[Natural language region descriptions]
>>
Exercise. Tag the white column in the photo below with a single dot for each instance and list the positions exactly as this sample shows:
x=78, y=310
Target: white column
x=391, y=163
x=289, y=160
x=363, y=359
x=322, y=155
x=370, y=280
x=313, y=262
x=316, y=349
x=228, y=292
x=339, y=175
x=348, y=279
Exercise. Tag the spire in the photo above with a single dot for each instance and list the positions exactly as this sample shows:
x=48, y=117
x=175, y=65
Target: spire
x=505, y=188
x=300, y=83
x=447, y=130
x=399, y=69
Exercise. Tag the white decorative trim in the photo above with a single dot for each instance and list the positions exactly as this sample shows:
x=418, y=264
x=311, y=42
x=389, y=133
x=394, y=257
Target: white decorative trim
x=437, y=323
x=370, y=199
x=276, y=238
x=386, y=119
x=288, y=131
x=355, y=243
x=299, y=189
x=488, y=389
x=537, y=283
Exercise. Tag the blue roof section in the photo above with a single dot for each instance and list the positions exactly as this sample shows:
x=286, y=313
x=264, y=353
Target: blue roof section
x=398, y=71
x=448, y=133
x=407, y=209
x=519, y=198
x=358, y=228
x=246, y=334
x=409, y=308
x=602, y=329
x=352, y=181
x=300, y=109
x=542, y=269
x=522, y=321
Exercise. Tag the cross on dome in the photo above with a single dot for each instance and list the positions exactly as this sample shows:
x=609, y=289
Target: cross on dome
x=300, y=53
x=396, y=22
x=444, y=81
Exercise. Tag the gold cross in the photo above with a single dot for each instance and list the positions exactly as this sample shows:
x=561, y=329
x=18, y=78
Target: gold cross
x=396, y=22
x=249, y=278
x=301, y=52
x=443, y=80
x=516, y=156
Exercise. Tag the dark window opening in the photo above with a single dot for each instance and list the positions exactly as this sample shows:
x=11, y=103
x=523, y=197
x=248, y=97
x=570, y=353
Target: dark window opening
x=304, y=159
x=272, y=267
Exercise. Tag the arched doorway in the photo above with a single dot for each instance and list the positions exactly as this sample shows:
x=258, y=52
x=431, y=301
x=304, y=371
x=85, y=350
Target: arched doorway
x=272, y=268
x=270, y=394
<<
What to work on: What's wanted is each line above, transcribed with nothing altered.

Reply:
Exercise. Tag the white column in the photo below with a single dot for each instance and list the positions exactly as this sample shows:
x=78, y=310
Target: white column
x=391, y=163
x=289, y=160
x=363, y=359
x=322, y=155
x=370, y=280
x=313, y=262
x=316, y=349
x=228, y=292
x=339, y=175
x=348, y=279
Exercise. Tag the spire in the photo above with a single dot for each instance and list the positions exactly as this sample shows:
x=48, y=117
x=175, y=65
Target: spire
x=505, y=188
x=300, y=83
x=447, y=130
x=399, y=69
Exercise. Tag the white decorative trim in the photo above with a single dot for each instance and list the positions exactly as this sample shows:
x=418, y=264
x=311, y=42
x=389, y=133
x=394, y=257
Target: white decorative trim
x=437, y=323
x=370, y=199
x=276, y=238
x=386, y=119
x=288, y=131
x=355, y=243
x=299, y=189
x=488, y=389
x=537, y=283
Exercise. Tag the blue roof section in the photo above with a single dot for each instance and list the positions exactly as this sample shows:
x=286, y=313
x=264, y=353
Target: blue roof section
x=398, y=71
x=448, y=133
x=407, y=209
x=519, y=198
x=358, y=228
x=246, y=334
x=409, y=308
x=602, y=329
x=352, y=181
x=300, y=109
x=542, y=269
x=522, y=321
Exercise. Tag the cross on dome in the photo above with a single dot for each instance and list the positions exactly as this sample shows:
x=609, y=289
Target: cross on dome
x=300, y=53
x=396, y=22
x=444, y=81
Exercise. Tag the gold cross in the photo above with a single dot for each instance and list the positions exactly as this sample shows:
x=561, y=329
x=18, y=78
Target: gold cross
x=396, y=22
x=249, y=278
x=301, y=52
x=443, y=80
x=516, y=156
Exercise. Tag the dark window opening in the photo above with a single dot for each instance and list the positions exactly as this sample shows:
x=11, y=103
x=523, y=197
x=248, y=97
x=570, y=353
Target: dark window opening
x=304, y=159
x=272, y=267
Exercise. Tag the arched doorway in the photo above with a single dot for each instance and list the positions exactly as this sample shows:
x=258, y=52
x=431, y=301
x=304, y=371
x=85, y=350
Target: arched doorway
x=272, y=268
x=270, y=394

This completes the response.